What you will do ▸
The records shown below are to be repeated exactly and completely.

Items from a dataset:
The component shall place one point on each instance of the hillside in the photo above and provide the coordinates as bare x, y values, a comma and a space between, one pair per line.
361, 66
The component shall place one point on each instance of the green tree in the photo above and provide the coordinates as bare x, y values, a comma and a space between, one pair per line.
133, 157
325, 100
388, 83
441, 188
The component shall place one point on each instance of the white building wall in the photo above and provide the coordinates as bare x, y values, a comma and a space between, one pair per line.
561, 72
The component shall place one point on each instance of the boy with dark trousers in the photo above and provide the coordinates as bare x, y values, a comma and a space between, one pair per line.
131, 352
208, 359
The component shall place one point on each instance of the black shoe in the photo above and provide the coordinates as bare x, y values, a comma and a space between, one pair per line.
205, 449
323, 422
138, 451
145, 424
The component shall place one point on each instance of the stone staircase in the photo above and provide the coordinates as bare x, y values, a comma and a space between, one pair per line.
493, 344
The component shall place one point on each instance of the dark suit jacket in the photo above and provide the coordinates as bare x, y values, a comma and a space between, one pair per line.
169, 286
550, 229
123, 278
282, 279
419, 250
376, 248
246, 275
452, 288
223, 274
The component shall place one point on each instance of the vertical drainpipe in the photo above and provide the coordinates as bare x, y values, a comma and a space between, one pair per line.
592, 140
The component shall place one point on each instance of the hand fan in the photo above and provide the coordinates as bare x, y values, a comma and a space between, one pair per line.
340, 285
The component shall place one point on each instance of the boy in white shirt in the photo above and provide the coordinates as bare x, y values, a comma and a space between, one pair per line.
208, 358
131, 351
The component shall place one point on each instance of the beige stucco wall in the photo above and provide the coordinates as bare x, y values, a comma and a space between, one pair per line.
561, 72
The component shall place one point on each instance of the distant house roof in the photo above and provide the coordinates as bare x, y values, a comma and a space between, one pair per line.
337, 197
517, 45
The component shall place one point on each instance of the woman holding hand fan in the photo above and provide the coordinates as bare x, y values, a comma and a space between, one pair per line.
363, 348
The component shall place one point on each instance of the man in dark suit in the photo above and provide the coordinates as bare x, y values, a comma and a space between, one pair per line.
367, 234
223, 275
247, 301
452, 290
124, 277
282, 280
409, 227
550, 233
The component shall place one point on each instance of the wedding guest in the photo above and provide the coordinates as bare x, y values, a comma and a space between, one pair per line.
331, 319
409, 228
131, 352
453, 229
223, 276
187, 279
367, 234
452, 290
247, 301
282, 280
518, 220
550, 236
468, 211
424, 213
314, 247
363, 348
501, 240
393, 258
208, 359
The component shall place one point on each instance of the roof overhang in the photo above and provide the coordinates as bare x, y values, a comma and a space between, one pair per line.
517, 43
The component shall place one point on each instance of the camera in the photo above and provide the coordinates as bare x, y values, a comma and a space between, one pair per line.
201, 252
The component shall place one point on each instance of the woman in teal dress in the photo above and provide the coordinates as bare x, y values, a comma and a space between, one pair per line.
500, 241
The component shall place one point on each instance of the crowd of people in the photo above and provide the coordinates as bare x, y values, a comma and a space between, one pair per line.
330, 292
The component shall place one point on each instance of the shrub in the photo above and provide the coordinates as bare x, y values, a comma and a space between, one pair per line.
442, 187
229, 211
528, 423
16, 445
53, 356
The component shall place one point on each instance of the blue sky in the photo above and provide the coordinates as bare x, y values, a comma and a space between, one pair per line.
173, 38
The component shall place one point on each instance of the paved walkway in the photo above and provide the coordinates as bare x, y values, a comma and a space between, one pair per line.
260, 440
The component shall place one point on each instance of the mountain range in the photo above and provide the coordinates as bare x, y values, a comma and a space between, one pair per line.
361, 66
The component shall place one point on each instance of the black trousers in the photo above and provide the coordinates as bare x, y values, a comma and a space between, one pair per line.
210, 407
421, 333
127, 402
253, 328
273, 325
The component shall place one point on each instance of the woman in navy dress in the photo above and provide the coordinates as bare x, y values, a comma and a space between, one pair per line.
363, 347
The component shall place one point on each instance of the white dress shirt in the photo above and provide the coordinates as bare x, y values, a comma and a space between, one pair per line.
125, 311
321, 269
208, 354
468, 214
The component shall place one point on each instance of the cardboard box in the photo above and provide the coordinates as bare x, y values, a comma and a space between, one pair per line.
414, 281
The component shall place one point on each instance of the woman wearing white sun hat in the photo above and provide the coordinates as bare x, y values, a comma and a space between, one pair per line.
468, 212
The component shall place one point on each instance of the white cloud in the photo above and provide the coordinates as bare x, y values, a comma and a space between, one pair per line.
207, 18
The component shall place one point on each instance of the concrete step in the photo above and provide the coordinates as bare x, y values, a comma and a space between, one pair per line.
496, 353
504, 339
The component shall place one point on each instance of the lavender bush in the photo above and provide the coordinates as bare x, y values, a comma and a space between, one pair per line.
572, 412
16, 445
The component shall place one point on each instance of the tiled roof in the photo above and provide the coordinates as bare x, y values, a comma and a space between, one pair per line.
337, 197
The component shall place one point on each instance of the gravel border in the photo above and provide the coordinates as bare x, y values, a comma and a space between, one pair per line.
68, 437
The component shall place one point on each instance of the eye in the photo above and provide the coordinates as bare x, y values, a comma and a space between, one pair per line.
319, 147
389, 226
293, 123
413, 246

Response box ▸
The component shall place one point on each instance of the hillside in the photo above and provide the coordinates as bare x, y values, a comma and a space between, one pair per line.
361, 66
The component shall place one point on each instance of the green tree in the photo above and provide the coordinates as bare x, y values, a comma and a space between, one pair per line.
133, 157
325, 100
388, 83
441, 188
The component shall place one point on each instance of the white building wall in the photo above and provide the coordinates as bare x, y values, a comma and a space between, one pair per line.
561, 72
The component shall place one point on each instance of the boy with dark trousers in the photo above and provide the coordinates as bare x, y values, a comma and a space between, one pair per line.
131, 352
208, 359
The component shall place one point on each instance of the black shoe in the photo above and provide the coordinates as bare x, y values, a comma and a space between, one pair per line.
205, 449
323, 422
138, 451
145, 424
The component shall place one point on each instance of the stone staircase in the photo above and provide the coordinates as bare x, y values, a comma and a space between, one pair per line.
493, 344
The component shall place one point on each instance of the dark suit jacket in the photo above and provide the coordinates as bare x, y values, a comma and a space between, one pair per line.
169, 286
550, 229
123, 278
282, 279
419, 250
376, 248
246, 275
452, 288
223, 274
The component shall place one point on each instance of the vertical drainpipe in the photo above and provide the coordinates as bare x, y values, a comma and a space between, one pair per line.
592, 140
The component shall place one point on each instance of the hand fan in the photo above and provide the coordinates as bare x, y values, a comma and a space between, one pair per line.
340, 285
The component shall place one point on each instance of the boy in white shirt in the photo above and provide the coordinates as bare x, y values, a comma and a space between, one pair per line.
208, 358
131, 351
The component shall place one point on each instance of the beige stucco wall in the photo above and provide the coordinates as bare x, y values, a comma and a space between, one pair per line.
561, 72
The component shall place one point on each instance of the distant house roof in the photo above and provide the coordinates as bare x, y values, a comma and a space between, one pair per line.
337, 197
517, 45
The component shall place one point on each instance of the woman holding hand fan in the photo above and provide the coordinates as bare x, y values, a comma and a space between, one pair per line.
363, 348
The component shall place one point on each instance of the man in dark suit in the photo above and provide the coordinates as bare x, y values, a comma and a space between, one pair per line.
367, 234
223, 275
247, 301
452, 290
124, 277
282, 280
409, 227
550, 233
The component shall place one point on each instance of the wedding guest in the photo above and provide the coordinates as bare x, y values, a comma and a space between, one pair per line.
331, 319
409, 228
131, 352
453, 229
223, 276
187, 279
367, 234
452, 290
247, 301
282, 280
518, 220
550, 236
468, 211
424, 213
314, 247
363, 348
501, 240
393, 258
208, 359
The component shall place one point on each instance of the roof overhang in the photo above and provide the coordinates as bare x, y values, a comma and a space between, one pair per line.
517, 43
The component shall place one point on each instance of the camera in the photo above and provide the coordinates as bare x, y values, a comma and a space between, one pair per line.
201, 252
The component shall place one point on each instance of the woman in teal dress in the photo above and provide the coordinates as bare x, y values, a comma and a space between, one pair per line.
500, 241
The component shall place one point on each instance of the crowd of people in the photo above and provide the coordinates as bare x, y values, a comma and a space between, one pair per line.
330, 292
The component shall place one point on each instance of the shrub in the photo above and provide the coordinates as bare x, y values, a comma and a space between, one pair per line.
442, 187
229, 211
528, 423
16, 445
53, 356
The component shall place one point on each instance of the blue sky in the photo above and provide the coordinates as bare x, y values, a comma and a space between, one pair per line.
173, 38
The component shall place one point on each instance of the paved walkway in the photo above and provide the coordinates as bare x, y values, a comma and a space between, one pair per line.
260, 440
The component shall place one point on each instance of the mountain range in the photo above and provide the coordinates as bare x, y values, a comma and a space between, one pair per line.
361, 66
The component shall place one point on each instance of the black trousers in the photo above and provide the coordinates as bare x, y values, a comma and a space between, one pair per line.
210, 407
421, 333
127, 402
253, 328
273, 325
The component shall place one point on each instance of the woman in navy dress in the photo above and provide the coordinates as bare x, y values, a comma and a space between, one pair per line.
363, 347
The component shall place one point on each instance of the white dress shirt in the photo above and provide the coordinates as bare x, y values, a comma and a space between, one pair per line.
125, 311
321, 269
208, 354
468, 214
The component shall place one point on each instance of the cardboard box in the photo above and provide the coordinates as bare x, y values, a comma and a space between, one pair per line.
414, 281
The component shall place one point on each instance of the woman wearing white sun hat in the photo above and provide the coordinates as bare x, y values, a comma and a space between, one pair per line.
468, 212
The component shall place one point on each instance of the white cloud in the photo above and provide the coordinates as bare x, y values, a comma and a space between, one pair per line.
207, 18
The component shall place one point on each instance of the concrete step in the photo above and provide the coordinates as bare x, y values, a comma and a space between, one pair per line.
496, 353
504, 339
The component shall place one point on each instance of the lavender bush in the photo above and provide the coordinates as bare x, y values, a comma and a space between, one pair per line.
572, 412
16, 445
The component shall place one point on each instance of the tiled roof in the photo above and provide the coordinates as bare x, y values, a comma and a space between, one pair per line.
337, 197
The component shall place one point on each instance of the gravel border in the photo above and provide the coordinates as bare x, y values, a comma and a space between, one pair per line.
68, 437
The component shall place one point on each instance of the eye in the photo above and provide the coordinates as bare x, y values, a comma and a space between, one pair per line.
319, 147
389, 226
293, 123
413, 246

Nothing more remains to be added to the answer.